─── Extracted data ───

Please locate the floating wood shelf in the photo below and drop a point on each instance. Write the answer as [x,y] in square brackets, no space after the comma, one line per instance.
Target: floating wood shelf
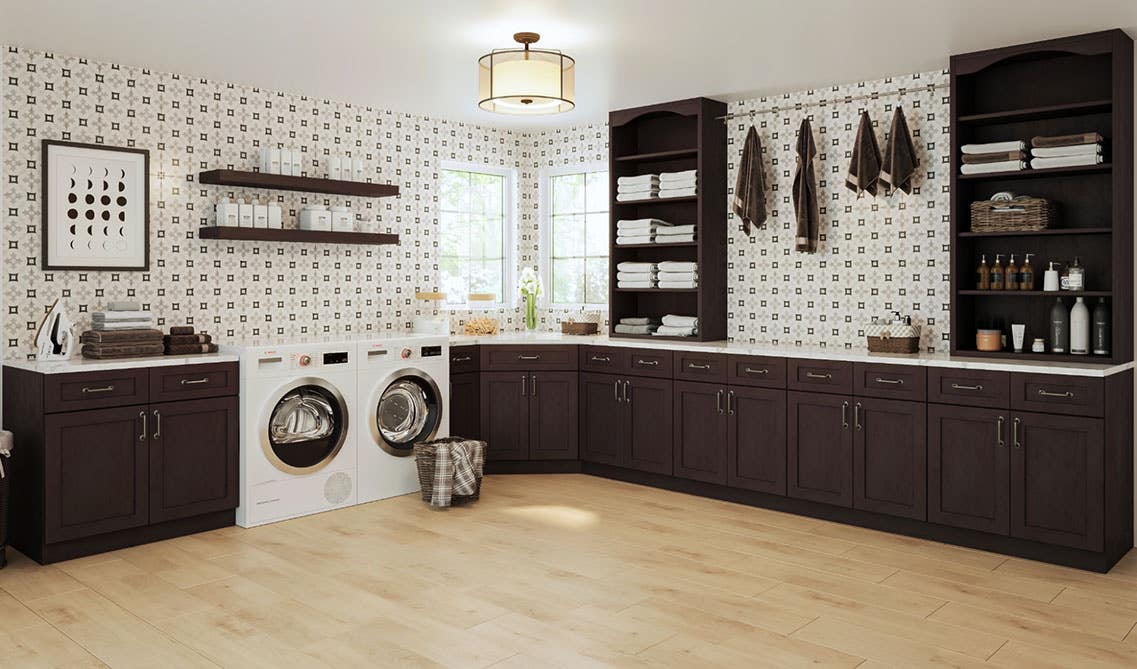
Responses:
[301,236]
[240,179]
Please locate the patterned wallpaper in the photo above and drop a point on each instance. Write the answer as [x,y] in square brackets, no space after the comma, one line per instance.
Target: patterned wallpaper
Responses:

───
─── Extracted data ───

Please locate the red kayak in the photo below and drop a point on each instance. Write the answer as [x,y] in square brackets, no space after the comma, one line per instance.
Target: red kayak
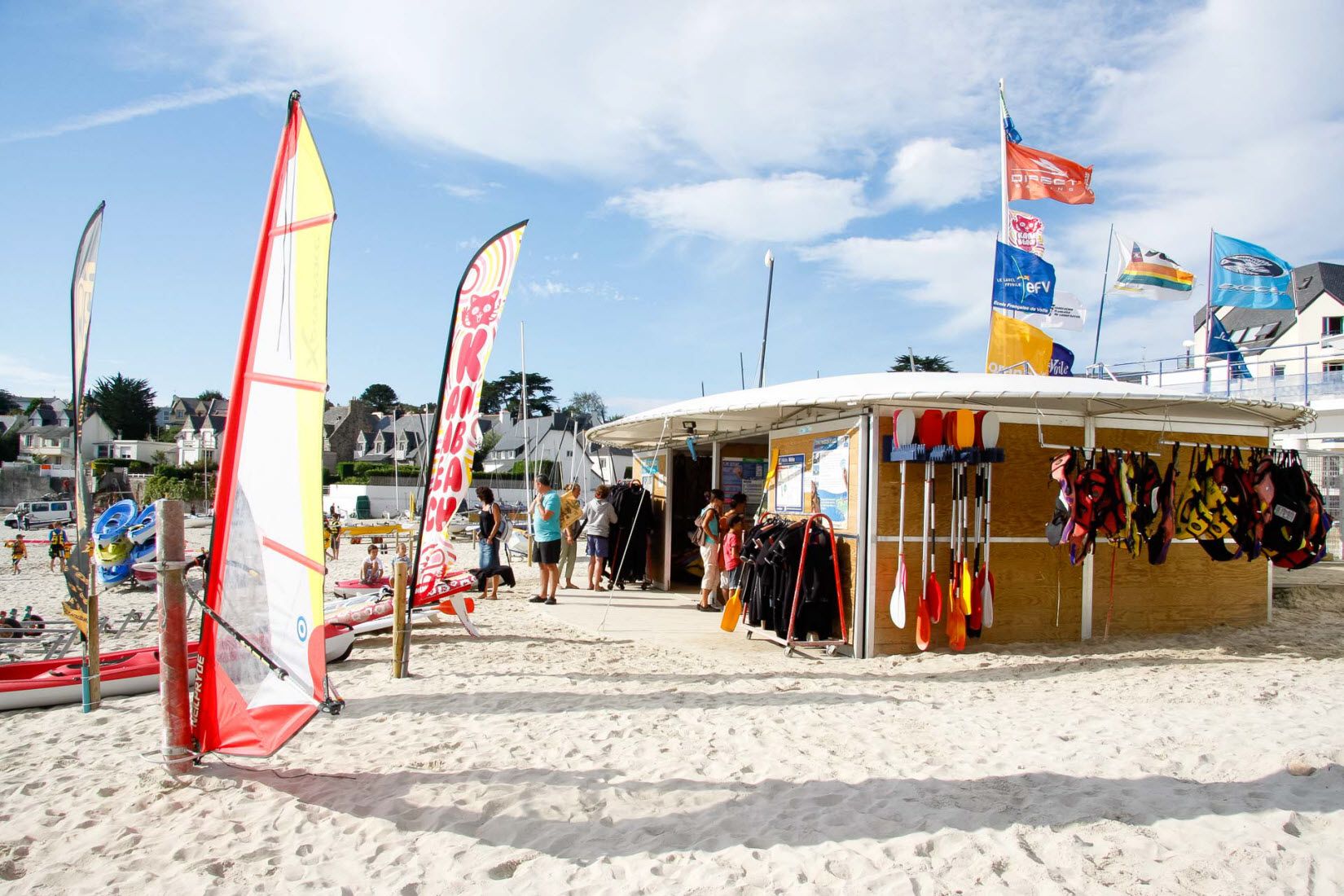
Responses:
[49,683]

───

Pull out every line of the records above that contains the word "floating", matching case exactly.

#### Output for this task:
Please locate the floating wood shelf in the photo below and drop a point on each instance. Write the answer as [x,y] in square brackets, no space after the comma, one line per instance.
Target: floating wood shelf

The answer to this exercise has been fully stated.